──────── Given records ────────

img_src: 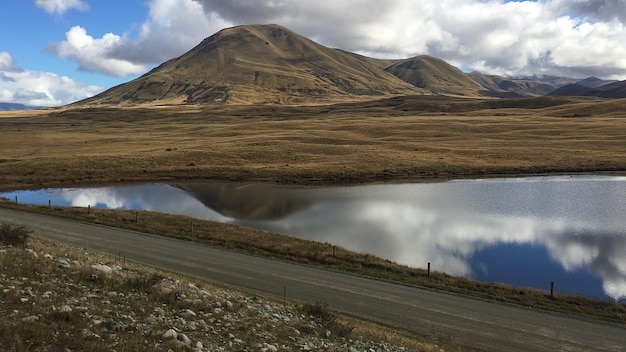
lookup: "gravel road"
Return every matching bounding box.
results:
[1,208,624,351]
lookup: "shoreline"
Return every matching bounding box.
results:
[2,168,626,193]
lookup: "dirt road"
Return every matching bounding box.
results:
[1,208,624,351]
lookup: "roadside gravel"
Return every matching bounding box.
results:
[0,239,436,351]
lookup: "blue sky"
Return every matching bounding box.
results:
[2,0,626,106]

────────

* Exercise aim
What number of lines in the records contain the word "lookup"? Answer with that number alone.

* Completed exercise
5